• _Problema breve A_:
Responda a estas perguntas sobre o texto fornecido:
(i) Quem são os autores da Teoria da Aversão à perda?
(ii) Que concelho é dado como exemplo de contexto eleitoral local?
(iii) Que perdas imediatas os eleitores podem recear com uma mudança de liderança?
• _Problema breve B_: Segundo o texto fornecido, porque tendem os eleitores a manter o partido já conhecido no governo? Responda em uma a três frases.
• _Problema breve C_: Devolva o trecho do texto fornecido que vai de "A Teoria da" até "percebida como incerta.", sem qualquer alteração.

• _Texto fornecido_:
/---

Por Paulo Hortênsio

A Teoria da Aversão à perda (ou da perspetiva) de Daniel Kahneman e Amos Tversky pode explicar através de um quadro teórico bastante interessante porque, em contextos eleitorais locais como o Concelho de Seia, os Eleitores podem reforçar o partido no governo apesar das críticas ao seu desempenho.
Em termos práticos, mudar de liderança é percebido pelos Eleitores não apenas como uma possível recompensa (ganhos futuros), mas sobretudo como um risco imediato de perda (serviços, benefícios, estabilidade), e esse medo de perda tende a favorecer a opção menos arriscada, ou seja, manter o já conhecido.

Esse mecanismo explica porque os Eleitores insatisfeitos podem preferir a continuidade quando a alternativa é percebida como incerta.

\---

• _Registos de dados_:
/---

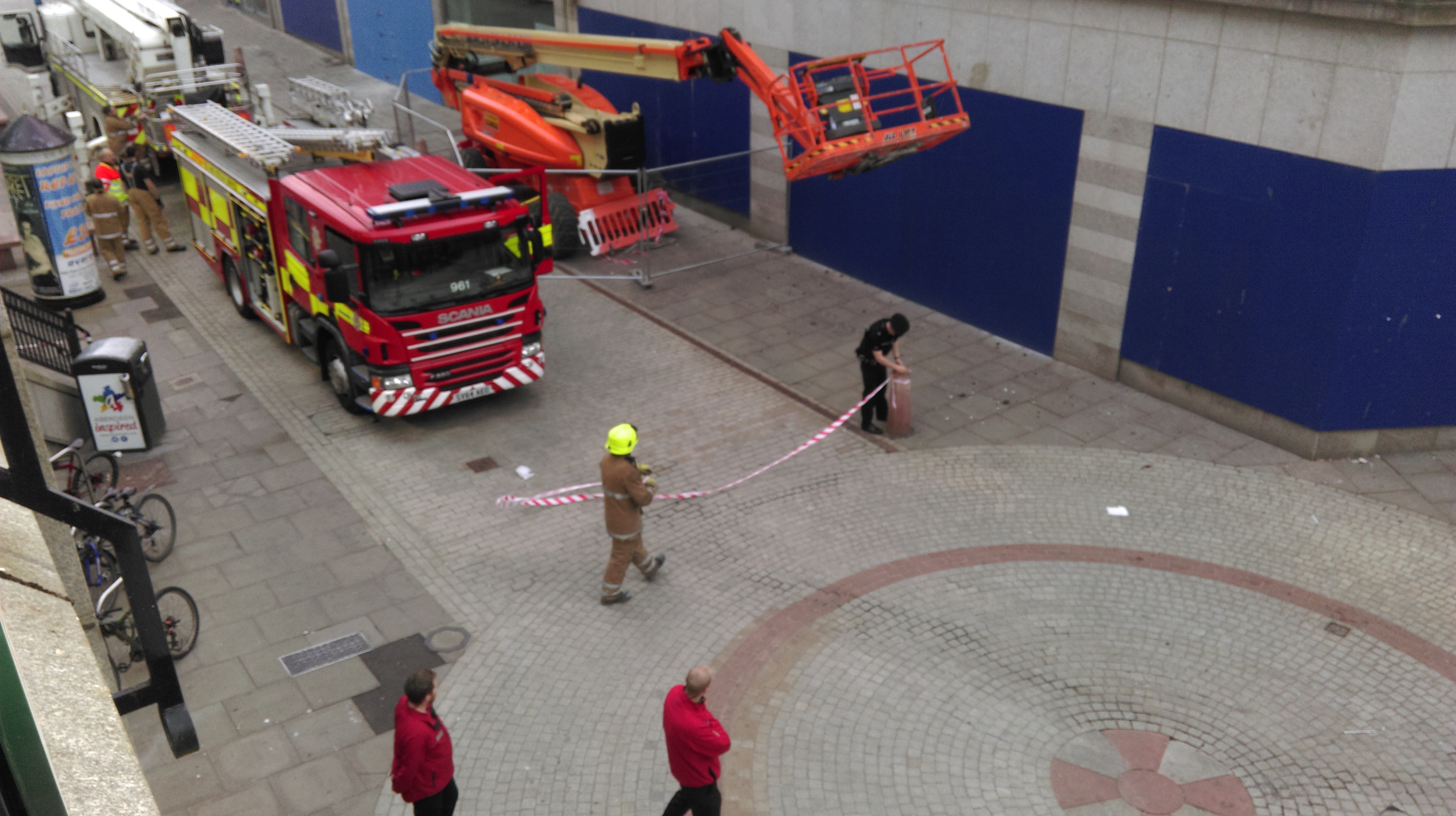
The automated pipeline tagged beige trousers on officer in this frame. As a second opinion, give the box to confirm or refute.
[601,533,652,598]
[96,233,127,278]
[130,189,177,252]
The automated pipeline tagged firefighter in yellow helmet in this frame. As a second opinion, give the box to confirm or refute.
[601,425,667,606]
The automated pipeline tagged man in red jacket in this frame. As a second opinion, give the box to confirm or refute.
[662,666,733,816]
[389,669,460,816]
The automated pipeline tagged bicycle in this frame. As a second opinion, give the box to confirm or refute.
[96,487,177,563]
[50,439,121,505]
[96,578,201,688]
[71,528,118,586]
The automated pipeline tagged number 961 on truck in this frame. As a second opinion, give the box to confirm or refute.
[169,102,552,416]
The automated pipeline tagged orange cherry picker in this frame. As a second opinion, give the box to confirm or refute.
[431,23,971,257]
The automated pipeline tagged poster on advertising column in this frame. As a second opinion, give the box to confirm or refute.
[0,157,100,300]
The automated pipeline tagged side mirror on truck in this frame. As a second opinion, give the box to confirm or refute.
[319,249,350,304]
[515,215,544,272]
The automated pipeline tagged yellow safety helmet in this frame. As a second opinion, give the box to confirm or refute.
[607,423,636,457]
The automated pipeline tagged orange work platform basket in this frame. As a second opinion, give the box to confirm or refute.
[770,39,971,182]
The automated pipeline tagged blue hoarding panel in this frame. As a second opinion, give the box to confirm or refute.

\---
/---

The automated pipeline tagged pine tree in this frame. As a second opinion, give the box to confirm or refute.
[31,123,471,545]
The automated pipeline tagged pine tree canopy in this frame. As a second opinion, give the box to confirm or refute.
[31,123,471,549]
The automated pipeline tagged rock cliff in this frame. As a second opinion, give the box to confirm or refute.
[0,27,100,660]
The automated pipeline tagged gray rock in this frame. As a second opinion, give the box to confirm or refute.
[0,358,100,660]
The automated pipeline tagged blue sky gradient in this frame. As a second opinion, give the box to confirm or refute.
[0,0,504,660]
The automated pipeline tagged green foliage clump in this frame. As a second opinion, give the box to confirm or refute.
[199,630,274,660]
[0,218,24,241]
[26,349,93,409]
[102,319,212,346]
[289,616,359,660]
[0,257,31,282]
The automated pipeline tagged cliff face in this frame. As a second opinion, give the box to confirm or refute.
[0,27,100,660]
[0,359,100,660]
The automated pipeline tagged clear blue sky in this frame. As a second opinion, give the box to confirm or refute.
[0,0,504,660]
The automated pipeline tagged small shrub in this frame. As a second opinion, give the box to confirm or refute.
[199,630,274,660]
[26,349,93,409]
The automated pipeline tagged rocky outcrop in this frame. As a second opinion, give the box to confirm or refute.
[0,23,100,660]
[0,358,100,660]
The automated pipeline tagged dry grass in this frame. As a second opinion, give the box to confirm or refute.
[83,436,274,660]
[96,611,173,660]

\---

• _Resposta correta A_:
(i) Daniel Kahneman e Amos Tversky.
(ii) O Concelho de Seia.
(iii) Serviços, benefícios e estabilidade.

• _Resposta correta B_: Os eleitores veem a mudança de liderança não só como possível ganho futuro, mas sobretudo como risco imediato de perder serviços, benefícios e estabilidade. Esse medo da perda leva-os a preferir a opção menos arriscada, que é manter o já conhecido.

• _Resposta correta C_:
A Teoria da Aversão à perda (ou da perspetiva) de Daniel Kahneman e Amos Tversky pode explicar através de um quadro teórico bastante interessante porque, em contextos eleitorais locais como o Concelho de Seia, os Eleitores podem reforçar o partido no governo apesar das críticas ao seu desempenho.
Em termos práticos, mudar de liderança é percebido pelos Eleitores não apenas como uma possível recompensa (ganhos futuros), mas sobretudo como um risco imediato de perda (serviços, benefícios, estabilidade), e esse medo de perda tende a favorecer a opção menos arriscada, ou seja, manter o já conhecido.

Esse mecanismo explica porque os Eleitores insatisfeitos podem preferir a continuidade quando a alternativa é percebida como incerta.